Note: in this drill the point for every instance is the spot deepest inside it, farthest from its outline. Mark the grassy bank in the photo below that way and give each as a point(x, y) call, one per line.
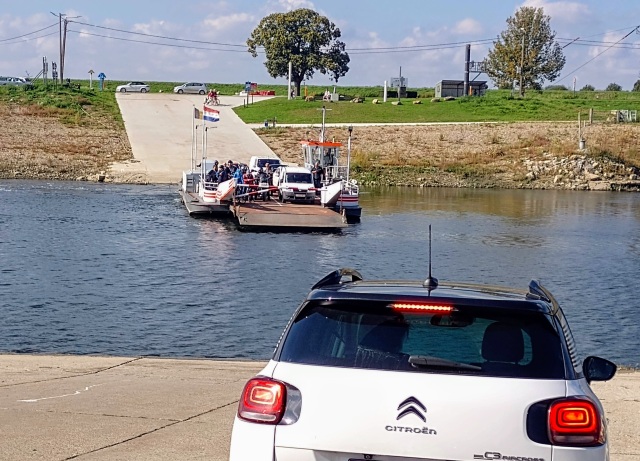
point(495, 106)
point(490, 154)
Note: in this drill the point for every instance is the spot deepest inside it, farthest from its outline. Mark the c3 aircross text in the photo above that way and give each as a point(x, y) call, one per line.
point(412, 370)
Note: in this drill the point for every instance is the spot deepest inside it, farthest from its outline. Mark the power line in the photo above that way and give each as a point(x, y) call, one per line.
point(599, 54)
point(450, 44)
point(30, 33)
point(30, 39)
point(158, 36)
point(155, 43)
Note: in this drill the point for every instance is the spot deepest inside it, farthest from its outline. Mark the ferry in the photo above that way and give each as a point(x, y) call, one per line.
point(338, 191)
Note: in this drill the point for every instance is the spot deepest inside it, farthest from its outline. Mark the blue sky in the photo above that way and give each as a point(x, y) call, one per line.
point(443, 27)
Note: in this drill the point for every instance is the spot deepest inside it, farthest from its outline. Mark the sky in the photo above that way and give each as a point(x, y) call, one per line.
point(423, 39)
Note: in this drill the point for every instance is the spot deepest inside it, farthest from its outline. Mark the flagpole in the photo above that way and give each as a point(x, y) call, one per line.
point(204, 166)
point(193, 138)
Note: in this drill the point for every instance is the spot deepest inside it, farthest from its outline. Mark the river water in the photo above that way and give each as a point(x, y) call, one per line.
point(123, 270)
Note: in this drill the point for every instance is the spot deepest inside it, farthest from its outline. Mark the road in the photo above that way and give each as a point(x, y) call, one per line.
point(160, 128)
point(85, 408)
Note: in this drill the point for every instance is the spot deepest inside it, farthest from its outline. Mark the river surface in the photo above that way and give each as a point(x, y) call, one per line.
point(123, 270)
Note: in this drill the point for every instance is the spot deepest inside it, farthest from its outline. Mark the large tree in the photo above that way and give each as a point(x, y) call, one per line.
point(526, 51)
point(302, 36)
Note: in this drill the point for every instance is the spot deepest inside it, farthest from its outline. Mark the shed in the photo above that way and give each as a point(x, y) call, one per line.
point(455, 88)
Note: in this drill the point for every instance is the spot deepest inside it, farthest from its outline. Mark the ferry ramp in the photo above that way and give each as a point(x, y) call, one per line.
point(160, 126)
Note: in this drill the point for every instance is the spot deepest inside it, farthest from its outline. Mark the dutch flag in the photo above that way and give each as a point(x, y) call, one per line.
point(210, 115)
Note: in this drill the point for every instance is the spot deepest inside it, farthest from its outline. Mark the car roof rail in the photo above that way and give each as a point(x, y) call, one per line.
point(536, 291)
point(336, 277)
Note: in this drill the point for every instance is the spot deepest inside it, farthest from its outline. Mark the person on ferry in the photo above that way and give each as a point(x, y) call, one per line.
point(318, 173)
point(212, 175)
point(223, 175)
point(249, 180)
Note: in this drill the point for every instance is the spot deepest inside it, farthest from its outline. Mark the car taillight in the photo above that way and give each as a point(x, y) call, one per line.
point(575, 421)
point(425, 308)
point(263, 401)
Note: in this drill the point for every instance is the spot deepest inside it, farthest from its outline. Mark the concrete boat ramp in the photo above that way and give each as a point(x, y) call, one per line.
point(86, 408)
point(160, 128)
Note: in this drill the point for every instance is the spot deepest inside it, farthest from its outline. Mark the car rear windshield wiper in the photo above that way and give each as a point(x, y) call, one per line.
point(425, 361)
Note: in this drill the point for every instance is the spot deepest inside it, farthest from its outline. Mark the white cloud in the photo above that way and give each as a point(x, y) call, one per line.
point(568, 12)
point(468, 26)
point(229, 22)
point(290, 5)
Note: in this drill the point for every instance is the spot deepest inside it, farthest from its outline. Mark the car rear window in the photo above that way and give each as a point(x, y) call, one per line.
point(299, 178)
point(482, 341)
point(262, 162)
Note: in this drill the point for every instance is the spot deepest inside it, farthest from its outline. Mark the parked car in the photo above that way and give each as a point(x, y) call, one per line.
point(191, 87)
point(294, 183)
point(396, 370)
point(133, 87)
point(255, 163)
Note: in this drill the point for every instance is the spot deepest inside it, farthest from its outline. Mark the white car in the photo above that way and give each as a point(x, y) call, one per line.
point(412, 370)
point(12, 81)
point(133, 87)
point(294, 183)
point(255, 163)
point(191, 87)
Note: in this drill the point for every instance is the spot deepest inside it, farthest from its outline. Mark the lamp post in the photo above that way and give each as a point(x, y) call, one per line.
point(349, 151)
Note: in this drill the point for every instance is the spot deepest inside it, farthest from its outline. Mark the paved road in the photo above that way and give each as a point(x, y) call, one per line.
point(59, 408)
point(160, 127)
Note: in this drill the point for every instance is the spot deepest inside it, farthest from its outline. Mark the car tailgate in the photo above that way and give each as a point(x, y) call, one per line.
point(353, 412)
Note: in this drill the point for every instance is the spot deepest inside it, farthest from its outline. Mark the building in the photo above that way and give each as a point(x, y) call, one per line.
point(455, 88)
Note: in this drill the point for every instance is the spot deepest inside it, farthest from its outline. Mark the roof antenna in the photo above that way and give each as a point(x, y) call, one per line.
point(431, 283)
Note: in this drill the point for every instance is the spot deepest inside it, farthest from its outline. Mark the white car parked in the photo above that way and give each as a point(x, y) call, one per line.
point(412, 370)
point(139, 87)
point(294, 183)
point(191, 88)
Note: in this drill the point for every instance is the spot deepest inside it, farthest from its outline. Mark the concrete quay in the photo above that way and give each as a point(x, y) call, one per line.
point(90, 408)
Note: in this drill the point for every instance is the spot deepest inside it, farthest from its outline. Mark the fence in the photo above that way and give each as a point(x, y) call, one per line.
point(608, 116)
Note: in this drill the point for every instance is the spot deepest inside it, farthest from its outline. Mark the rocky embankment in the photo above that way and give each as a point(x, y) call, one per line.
point(491, 155)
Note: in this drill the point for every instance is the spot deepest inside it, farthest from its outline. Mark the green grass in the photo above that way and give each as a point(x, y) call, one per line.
point(495, 106)
point(70, 104)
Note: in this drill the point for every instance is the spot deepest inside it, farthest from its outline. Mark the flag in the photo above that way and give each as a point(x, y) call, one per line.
point(210, 115)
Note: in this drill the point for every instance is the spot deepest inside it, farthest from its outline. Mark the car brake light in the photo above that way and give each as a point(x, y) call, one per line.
point(575, 421)
point(263, 401)
point(425, 308)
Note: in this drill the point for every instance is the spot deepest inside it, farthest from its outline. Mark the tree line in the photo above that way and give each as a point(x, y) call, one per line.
point(524, 56)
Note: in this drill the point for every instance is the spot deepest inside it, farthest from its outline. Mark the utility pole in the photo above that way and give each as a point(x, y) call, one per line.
point(64, 48)
point(467, 58)
point(63, 39)
point(522, 67)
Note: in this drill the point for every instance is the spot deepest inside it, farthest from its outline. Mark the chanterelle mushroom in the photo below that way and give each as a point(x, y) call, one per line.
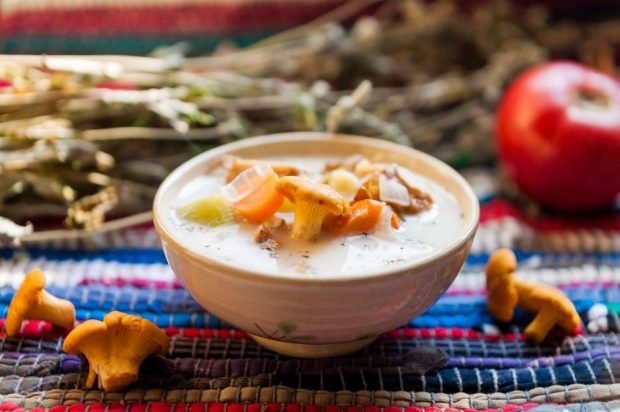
point(313, 203)
point(115, 348)
point(31, 301)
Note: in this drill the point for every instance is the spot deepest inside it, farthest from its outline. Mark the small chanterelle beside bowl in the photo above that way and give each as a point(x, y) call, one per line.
point(315, 244)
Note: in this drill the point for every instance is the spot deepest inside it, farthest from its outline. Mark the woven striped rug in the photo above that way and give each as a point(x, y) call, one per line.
point(140, 26)
point(211, 367)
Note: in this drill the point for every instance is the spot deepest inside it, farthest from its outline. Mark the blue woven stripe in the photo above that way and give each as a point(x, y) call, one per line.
point(130, 298)
point(130, 255)
point(163, 320)
point(122, 44)
point(125, 298)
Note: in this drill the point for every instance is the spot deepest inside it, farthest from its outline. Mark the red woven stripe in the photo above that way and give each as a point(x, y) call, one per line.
point(252, 407)
point(36, 329)
point(499, 209)
point(161, 20)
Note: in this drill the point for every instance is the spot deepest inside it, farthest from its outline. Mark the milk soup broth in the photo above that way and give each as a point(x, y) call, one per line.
point(235, 240)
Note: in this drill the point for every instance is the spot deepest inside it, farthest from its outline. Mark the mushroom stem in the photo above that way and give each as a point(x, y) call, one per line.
point(118, 376)
point(309, 218)
point(57, 311)
point(31, 301)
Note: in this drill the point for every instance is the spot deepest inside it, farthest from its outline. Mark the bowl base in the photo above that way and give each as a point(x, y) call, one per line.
point(304, 350)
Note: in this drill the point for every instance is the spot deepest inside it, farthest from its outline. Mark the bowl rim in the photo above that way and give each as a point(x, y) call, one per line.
point(371, 275)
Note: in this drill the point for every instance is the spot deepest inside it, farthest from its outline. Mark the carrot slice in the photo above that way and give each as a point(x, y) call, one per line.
point(258, 199)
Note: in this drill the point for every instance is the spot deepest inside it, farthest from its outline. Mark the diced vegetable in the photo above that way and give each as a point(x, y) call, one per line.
point(344, 182)
point(393, 192)
point(214, 210)
point(253, 193)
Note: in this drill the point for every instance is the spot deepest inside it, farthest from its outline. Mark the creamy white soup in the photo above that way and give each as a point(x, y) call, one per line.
point(418, 235)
──────
Please write out, word for word, the lines from the one with "Mark the dutch" through the one with "point(336, 277)", including both.

> **THE RESPONSE**:
Note: in this drill the point for every instance is the spot deepest inside it, farthest from its outline. Mark the dutch flag in the photo above that way and give each as a point(x, y) call, one per line.
point(210, 115)
Note: in this drill the point for every instance is the spot deepest inside it, farthest from its outline. Mark the car roof rail in the photo above that way and give each as a point(x, y) call, one per line.
point(536, 291)
point(336, 277)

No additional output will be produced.